» Task objective
The required output is the line that contains "grey bus, written as integer pixel values." and every line after it, each written out exactly, up to the end of the entries.

Stored data entries
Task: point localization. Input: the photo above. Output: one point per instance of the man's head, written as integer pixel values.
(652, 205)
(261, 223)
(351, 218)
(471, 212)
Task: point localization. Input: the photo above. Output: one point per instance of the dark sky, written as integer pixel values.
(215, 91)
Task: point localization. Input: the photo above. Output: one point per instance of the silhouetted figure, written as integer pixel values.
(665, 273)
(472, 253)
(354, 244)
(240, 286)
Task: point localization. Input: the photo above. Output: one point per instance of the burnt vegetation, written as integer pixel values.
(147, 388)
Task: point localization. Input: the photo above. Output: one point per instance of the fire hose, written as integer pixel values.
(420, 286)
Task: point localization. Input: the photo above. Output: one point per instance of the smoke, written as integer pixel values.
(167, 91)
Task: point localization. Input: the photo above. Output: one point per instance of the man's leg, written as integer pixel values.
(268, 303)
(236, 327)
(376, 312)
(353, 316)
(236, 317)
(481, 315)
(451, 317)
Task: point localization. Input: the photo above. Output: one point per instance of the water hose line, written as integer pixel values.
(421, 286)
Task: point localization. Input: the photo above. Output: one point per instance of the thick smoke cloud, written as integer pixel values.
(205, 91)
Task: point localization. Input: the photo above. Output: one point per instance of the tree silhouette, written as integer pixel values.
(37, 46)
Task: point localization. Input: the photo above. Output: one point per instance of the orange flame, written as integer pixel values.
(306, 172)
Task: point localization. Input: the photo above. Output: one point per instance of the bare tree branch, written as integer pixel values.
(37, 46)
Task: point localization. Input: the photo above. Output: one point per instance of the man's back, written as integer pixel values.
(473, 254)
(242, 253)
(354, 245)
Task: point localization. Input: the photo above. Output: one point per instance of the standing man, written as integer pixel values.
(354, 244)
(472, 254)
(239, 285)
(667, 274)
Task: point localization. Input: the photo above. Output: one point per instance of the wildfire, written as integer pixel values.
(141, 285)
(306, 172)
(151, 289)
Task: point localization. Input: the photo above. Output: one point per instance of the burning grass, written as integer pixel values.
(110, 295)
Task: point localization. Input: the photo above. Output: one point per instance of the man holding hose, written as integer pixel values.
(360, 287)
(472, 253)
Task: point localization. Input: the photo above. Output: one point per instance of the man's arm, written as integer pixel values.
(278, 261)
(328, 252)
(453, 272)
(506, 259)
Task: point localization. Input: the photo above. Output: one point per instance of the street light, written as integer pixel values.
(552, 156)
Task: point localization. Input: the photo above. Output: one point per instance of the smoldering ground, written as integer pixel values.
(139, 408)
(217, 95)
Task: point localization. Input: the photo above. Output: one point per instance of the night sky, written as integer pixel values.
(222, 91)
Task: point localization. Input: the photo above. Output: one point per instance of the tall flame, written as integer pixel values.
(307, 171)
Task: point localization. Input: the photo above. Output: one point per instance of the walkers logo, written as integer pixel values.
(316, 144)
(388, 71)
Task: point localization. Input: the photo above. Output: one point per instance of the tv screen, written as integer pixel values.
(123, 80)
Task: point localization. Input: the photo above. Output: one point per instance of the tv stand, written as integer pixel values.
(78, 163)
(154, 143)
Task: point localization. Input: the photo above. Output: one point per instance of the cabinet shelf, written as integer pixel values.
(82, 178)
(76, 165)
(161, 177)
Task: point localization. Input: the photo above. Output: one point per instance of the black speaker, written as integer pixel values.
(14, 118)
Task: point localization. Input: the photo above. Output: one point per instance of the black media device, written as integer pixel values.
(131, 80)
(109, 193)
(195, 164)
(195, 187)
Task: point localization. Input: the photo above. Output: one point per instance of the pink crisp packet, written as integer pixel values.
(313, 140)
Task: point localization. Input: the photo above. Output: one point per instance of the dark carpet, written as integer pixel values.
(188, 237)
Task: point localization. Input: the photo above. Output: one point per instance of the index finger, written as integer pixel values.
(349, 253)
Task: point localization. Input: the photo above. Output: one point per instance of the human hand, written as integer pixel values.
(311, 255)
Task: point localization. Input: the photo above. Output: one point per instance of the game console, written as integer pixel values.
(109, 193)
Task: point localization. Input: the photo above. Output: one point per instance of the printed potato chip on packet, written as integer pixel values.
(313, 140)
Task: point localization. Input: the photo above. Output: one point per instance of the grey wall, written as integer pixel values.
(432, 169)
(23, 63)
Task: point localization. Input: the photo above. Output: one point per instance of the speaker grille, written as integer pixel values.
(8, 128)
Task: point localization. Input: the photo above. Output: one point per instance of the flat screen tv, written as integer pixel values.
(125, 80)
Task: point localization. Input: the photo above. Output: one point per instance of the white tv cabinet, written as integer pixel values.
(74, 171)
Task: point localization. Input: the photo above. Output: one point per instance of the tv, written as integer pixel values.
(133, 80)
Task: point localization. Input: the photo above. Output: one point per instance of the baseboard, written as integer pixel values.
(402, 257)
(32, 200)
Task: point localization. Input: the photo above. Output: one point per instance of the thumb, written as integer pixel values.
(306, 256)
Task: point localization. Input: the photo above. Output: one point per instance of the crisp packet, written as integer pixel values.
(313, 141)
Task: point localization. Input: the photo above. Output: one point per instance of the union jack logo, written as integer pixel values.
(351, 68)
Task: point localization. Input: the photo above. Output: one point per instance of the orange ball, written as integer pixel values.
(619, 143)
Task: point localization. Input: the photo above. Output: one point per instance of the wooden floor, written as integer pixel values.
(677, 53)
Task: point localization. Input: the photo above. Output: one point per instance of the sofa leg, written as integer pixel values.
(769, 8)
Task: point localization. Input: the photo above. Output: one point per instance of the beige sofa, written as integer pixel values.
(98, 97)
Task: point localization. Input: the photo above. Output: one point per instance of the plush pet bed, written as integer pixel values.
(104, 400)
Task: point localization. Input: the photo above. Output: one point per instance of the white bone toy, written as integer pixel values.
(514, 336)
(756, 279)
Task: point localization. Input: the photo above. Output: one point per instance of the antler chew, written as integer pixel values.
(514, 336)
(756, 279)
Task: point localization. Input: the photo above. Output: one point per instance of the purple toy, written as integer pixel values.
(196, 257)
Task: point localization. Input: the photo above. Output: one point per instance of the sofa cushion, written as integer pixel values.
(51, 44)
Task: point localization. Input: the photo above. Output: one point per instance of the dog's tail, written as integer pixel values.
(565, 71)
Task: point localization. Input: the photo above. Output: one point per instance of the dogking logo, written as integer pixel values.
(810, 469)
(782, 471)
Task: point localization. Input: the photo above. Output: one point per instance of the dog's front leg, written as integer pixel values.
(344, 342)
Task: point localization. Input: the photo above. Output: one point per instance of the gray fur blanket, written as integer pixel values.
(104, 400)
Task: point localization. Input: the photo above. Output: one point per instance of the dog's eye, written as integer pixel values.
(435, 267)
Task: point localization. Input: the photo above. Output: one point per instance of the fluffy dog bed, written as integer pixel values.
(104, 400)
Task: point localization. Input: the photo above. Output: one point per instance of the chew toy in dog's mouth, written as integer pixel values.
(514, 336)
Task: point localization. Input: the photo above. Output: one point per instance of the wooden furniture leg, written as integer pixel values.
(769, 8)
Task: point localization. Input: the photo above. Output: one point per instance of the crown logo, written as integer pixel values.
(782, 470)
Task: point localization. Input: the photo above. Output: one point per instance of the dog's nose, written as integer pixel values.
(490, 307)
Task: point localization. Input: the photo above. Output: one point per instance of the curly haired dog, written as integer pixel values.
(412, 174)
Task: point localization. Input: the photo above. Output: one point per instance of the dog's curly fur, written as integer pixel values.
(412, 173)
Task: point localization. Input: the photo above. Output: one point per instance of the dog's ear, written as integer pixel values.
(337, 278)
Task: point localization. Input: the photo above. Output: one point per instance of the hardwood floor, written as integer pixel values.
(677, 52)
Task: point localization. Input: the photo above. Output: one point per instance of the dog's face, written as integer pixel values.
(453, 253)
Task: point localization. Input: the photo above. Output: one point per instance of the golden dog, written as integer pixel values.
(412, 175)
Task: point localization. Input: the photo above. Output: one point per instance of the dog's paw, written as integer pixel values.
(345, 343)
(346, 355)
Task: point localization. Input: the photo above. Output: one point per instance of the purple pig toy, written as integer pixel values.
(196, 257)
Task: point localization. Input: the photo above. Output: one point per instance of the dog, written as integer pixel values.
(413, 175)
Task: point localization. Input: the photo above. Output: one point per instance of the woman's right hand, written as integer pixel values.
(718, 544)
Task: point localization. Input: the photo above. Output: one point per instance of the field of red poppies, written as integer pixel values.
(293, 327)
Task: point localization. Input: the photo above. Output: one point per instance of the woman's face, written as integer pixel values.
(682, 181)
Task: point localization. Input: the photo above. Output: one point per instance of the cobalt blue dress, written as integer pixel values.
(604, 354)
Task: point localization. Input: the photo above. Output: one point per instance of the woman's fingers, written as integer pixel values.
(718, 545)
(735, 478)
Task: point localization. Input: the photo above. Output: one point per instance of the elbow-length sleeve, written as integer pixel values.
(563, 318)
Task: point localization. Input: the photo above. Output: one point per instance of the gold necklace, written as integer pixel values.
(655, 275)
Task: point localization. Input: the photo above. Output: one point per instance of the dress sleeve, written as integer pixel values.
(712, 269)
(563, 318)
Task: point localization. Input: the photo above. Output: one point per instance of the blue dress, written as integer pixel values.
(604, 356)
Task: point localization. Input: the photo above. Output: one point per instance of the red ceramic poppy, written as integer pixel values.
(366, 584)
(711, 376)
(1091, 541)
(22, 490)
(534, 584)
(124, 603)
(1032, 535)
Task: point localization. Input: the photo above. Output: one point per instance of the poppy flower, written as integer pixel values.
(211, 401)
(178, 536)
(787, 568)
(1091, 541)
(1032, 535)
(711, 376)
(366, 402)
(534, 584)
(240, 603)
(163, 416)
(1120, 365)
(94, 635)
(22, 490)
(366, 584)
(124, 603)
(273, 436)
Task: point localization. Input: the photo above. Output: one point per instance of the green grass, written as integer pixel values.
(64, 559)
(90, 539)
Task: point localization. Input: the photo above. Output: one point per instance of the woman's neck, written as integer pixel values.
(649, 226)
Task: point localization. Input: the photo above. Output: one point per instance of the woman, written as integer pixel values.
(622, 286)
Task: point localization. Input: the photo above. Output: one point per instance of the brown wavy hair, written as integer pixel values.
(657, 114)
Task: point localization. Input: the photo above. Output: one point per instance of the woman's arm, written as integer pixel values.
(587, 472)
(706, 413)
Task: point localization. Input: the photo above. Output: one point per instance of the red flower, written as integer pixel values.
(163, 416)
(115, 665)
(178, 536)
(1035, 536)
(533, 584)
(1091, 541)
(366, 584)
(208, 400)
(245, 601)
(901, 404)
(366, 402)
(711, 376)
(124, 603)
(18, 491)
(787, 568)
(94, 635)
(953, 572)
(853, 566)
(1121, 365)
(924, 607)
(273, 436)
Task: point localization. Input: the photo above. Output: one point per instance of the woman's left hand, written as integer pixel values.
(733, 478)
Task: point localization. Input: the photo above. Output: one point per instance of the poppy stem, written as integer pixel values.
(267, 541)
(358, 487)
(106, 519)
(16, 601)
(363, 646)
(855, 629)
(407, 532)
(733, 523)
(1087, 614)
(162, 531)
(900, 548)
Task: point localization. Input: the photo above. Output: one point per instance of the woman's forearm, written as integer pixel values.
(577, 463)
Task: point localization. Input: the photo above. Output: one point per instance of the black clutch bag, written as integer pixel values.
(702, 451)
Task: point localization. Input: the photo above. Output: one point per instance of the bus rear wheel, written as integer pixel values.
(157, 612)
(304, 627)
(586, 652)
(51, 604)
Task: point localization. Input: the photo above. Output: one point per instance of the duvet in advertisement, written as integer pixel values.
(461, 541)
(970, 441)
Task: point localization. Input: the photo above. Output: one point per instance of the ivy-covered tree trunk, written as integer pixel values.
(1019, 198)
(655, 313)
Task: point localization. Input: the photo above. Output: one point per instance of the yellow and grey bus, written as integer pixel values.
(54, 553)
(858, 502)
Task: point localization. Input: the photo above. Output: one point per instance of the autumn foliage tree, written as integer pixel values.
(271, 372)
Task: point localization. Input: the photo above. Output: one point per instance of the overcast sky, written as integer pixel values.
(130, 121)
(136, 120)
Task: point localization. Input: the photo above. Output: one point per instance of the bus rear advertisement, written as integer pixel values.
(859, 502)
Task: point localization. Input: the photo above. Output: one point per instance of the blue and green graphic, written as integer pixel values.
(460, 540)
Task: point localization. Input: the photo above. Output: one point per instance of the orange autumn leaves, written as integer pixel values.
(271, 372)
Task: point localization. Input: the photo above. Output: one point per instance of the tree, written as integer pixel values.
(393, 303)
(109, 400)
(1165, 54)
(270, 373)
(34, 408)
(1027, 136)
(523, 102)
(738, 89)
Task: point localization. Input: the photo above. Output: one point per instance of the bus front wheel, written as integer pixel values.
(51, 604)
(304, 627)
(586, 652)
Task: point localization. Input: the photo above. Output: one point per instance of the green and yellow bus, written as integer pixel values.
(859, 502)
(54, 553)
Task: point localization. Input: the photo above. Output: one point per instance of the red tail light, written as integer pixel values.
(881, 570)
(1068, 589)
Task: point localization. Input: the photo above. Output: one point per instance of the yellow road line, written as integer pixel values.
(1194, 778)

» Result below
Task: point localization. Input: the photo above. Output: one point per instance of the yellow and grey bus, written as integer pixel values.
(54, 553)
(858, 502)
Task: point localization. Input: the photo above. Output: one point per instance of the autumn foliage tree, written as integer pixel values.
(271, 372)
Task: point localization. Input: the photo above. Output: one point per instance of the overcast sky, written as integer pixel values.
(130, 121)
(136, 120)
Task: point localization. Input: the photo above. Output: one point per instance of the bus rear advertisement, written as integer pixel values.
(859, 502)
Task: point localization. Input: the photo above. Output: one point per instance of the blue and green graphic, written as integer pixel values.
(460, 540)
Task: point localization. Input: the photo above. Output: one point per instance of the orange autumn leaves, written as integer pixel values.
(271, 372)
Task: point localization. Input: the photo above. Output: one point per instance of the tree, written as integer pixel values.
(393, 303)
(109, 400)
(1165, 54)
(270, 373)
(34, 408)
(1027, 136)
(523, 102)
(738, 89)
Task: point localization. Input: the photo above. Output: one point per instance of the bus front wheel, written as integer pixel values.
(51, 604)
(304, 627)
(586, 652)
Task: point localization. Input: the photo above. Output: one point per instance of the green and yellow bus, written as integer pixel values.
(859, 502)
(54, 553)
Task: point localization. Input: the photo above. Output: one point per instance of the red tail light, written as integer pixel values.
(881, 570)
(1068, 589)
Task: point localization. Input: the photo above. Output: one point per instance of the yellow road line, written as integer pixel values.
(1194, 778)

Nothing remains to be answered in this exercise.